**PROVIDED ENTRIES:**

=====

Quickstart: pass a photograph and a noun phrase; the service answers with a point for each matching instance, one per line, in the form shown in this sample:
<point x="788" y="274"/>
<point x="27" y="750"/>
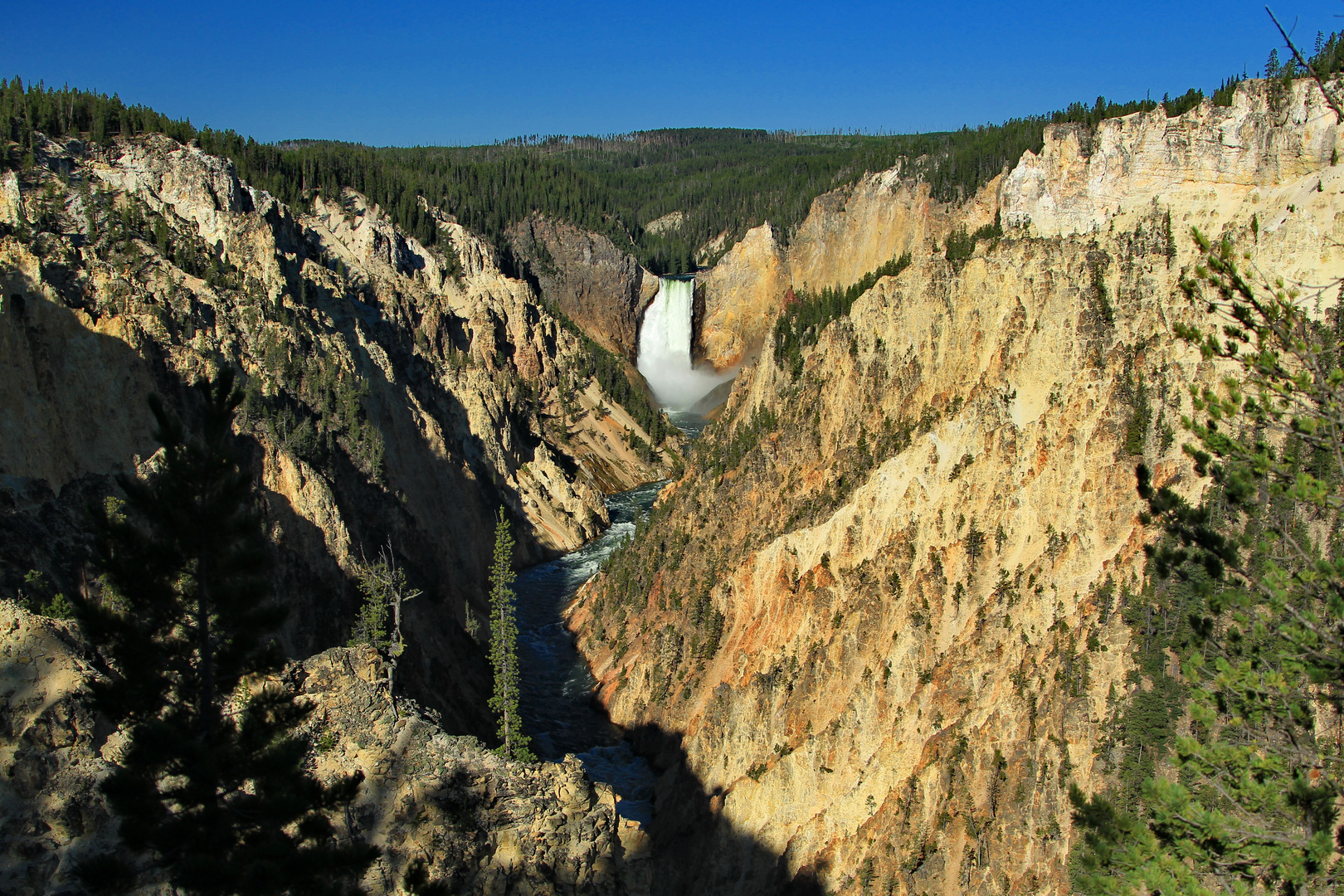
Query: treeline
<point x="56" y="113"/>
<point x="721" y="179"/>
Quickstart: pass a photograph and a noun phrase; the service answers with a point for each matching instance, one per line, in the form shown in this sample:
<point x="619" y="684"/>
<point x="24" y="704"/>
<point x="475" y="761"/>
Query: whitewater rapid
<point x="665" y="347"/>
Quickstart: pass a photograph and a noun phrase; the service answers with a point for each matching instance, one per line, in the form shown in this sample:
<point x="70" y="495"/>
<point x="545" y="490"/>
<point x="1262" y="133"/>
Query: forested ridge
<point x="723" y="180"/>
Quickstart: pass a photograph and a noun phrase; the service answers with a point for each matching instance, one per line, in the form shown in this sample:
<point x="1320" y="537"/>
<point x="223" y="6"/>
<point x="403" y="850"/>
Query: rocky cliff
<point x="882" y="614"/>
<point x="396" y="395"/>
<point x="845" y="234"/>
<point x="483" y="825"/>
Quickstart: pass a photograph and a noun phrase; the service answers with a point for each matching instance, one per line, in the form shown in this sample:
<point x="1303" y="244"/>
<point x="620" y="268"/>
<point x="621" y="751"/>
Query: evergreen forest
<point x="722" y="180"/>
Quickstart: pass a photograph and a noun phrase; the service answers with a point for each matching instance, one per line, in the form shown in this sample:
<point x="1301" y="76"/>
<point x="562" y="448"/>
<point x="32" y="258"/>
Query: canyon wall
<point x="877" y="629"/>
<point x="396" y="395"/>
<point x="847" y="232"/>
<point x="485" y="825"/>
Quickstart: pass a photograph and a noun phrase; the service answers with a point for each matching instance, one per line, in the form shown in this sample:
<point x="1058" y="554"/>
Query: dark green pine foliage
<point x="212" y="789"/>
<point x="806" y="314"/>
<point x="514" y="743"/>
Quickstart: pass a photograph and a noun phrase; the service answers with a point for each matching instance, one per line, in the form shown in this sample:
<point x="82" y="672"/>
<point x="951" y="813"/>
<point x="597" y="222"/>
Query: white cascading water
<point x="665" y="348"/>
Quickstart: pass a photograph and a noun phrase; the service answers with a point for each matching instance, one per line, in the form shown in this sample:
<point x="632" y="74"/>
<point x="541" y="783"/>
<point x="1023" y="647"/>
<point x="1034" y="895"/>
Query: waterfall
<point x="665" y="347"/>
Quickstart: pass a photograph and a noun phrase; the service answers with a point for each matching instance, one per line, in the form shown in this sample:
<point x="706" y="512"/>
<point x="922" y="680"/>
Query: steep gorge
<point x="877" y="629"/>
<point x="396" y="395"/>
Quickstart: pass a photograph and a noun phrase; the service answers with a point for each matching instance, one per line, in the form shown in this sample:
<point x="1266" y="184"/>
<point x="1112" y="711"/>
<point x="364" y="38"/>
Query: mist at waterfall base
<point x="557" y="687"/>
<point x="665" y="348"/>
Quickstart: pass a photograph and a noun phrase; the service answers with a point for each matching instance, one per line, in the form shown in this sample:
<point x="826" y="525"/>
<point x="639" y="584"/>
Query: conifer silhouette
<point x="212" y="789"/>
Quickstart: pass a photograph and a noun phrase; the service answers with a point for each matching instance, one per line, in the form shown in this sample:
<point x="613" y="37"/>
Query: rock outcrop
<point x="847" y="232"/>
<point x="481" y="824"/>
<point x="882" y="613"/>
<point x="587" y="278"/>
<point x="396" y="395"/>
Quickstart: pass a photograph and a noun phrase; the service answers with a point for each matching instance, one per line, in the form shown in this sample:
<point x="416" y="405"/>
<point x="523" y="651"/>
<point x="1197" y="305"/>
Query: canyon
<point x="875" y="624"/>
<point x="878" y="626"/>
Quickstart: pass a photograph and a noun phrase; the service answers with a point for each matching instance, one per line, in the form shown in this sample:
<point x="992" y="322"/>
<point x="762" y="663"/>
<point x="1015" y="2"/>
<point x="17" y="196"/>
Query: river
<point x="557" y="700"/>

=====

**ACTIVITY:** Return each line above word for word. Skip the pictures.

**TASK ANSWER:**
Quickstart: pass a photograph and a noun phrase; the service answers with a point for each matching instance, one per line, in the form shown in this sample:
<point x="788" y="274"/>
<point x="27" y="750"/>
Query: treeline
<point x="56" y="113"/>
<point x="721" y="179"/>
Quickstart: pass a photograph and a noun phrase; the service answers with a point for each matching instance, one per line, in the form shown in this sample:
<point x="619" y="684"/>
<point x="24" y="704"/>
<point x="475" y="761"/>
Query: whitewater rapid
<point x="665" y="347"/>
Quickstart: pass a photograph and a noun phrase; the service answers with a point for each matching instance, one per line, in the form shown in this sample:
<point x="70" y="495"/>
<point x="545" y="490"/>
<point x="1262" y="133"/>
Query: forested ridge
<point x="723" y="180"/>
Quickstart: pass a photograph and a noun phrase; the service answers with a point for each matching instance, one per line, in the form shown in this sample:
<point x="1320" y="537"/>
<point x="223" y="6"/>
<point x="403" y="850"/>
Query: rocky cliff
<point x="882" y="614"/>
<point x="396" y="395"/>
<point x="845" y="234"/>
<point x="483" y="825"/>
Quickstart: pass a photograph and a noun phrase; the service answers with a point for each matching instance, one per line, in the form shown in this sample:
<point x="1303" y="244"/>
<point x="620" y="268"/>
<point x="621" y="751"/>
Query: evergreen forest
<point x="722" y="180"/>
Quickstart: pass a photograph and a noun phrase; the service answers with a point for each matching instance, one per line, in the form shown in this sample:
<point x="1301" y="76"/>
<point x="562" y="448"/>
<point x="32" y="258"/>
Query: canyon wall
<point x="877" y="629"/>
<point x="396" y="395"/>
<point x="847" y="232"/>
<point x="485" y="825"/>
Quickstart: pass a photograph and a noun phrase; the service answers with a point for each matching instance, one per line, in the form shown in this sample:
<point x="1058" y="554"/>
Query: dark green pine foliage
<point x="212" y="789"/>
<point x="806" y="314"/>
<point x="514" y="743"/>
Quickstart: pass a photograph and a noun phrase; the service answers with a point for each matching instance, one per line, in the form shown in this sample:
<point x="82" y="672"/>
<point x="951" y="813"/>
<point x="597" y="222"/>
Query: white cascading water
<point x="665" y="348"/>
Quickstart: pass a photograph and a noun phrase; the service answers with a point for each matching instance, one per line, in the form shown in this sample:
<point x="632" y="74"/>
<point x="541" y="783"/>
<point x="1023" y="647"/>
<point x="1034" y="895"/>
Query: waterfall
<point x="665" y="347"/>
Quickstart: pass a photograph and a noun phrase; the service answers with a point for each matching instance, one per line, in the form shown in this sample:
<point x="706" y="512"/>
<point x="922" y="680"/>
Query: steep gorge
<point x="877" y="629"/>
<point x="396" y="395"/>
Quickstart: pass a photograph and a noun phrase; the service answers with a point for each matching instance, one per line, in the form shown in this sample:
<point x="1266" y="184"/>
<point x="1112" y="711"/>
<point x="364" y="38"/>
Query: mist at waterfall base
<point x="557" y="687"/>
<point x="665" y="348"/>
Quickstart: pass a photograph and a noun phrase; the service answers with a point for each matching instance, one per line, in the form shown in this sample:
<point x="826" y="525"/>
<point x="639" y="584"/>
Query: conifer silhouette
<point x="212" y="789"/>
Quickstart: pass a photograph and a noun phrase; the service answers with a point for each matching instance, one per line, in the form shown in this sample:
<point x="613" y="37"/>
Query: rock outcrop
<point x="847" y="232"/>
<point x="481" y="824"/>
<point x="882" y="613"/>
<point x="587" y="278"/>
<point x="396" y="395"/>
Quickstart: pass a photograph and a noun phrase; the service answers with a point for each matching instance, one per line, in the form shown in this sample:
<point x="416" y="405"/>
<point x="523" y="651"/>
<point x="1197" y="305"/>
Query: canyon
<point x="875" y="624"/>
<point x="878" y="626"/>
Quickstart: pass a photograph and a noun phrase; the service answers with a point for each matching instance, one per line, in the form shown in this sample:
<point x="992" y="322"/>
<point x="762" y="663"/>
<point x="1015" y="2"/>
<point x="17" y="196"/>
Query: river
<point x="557" y="700"/>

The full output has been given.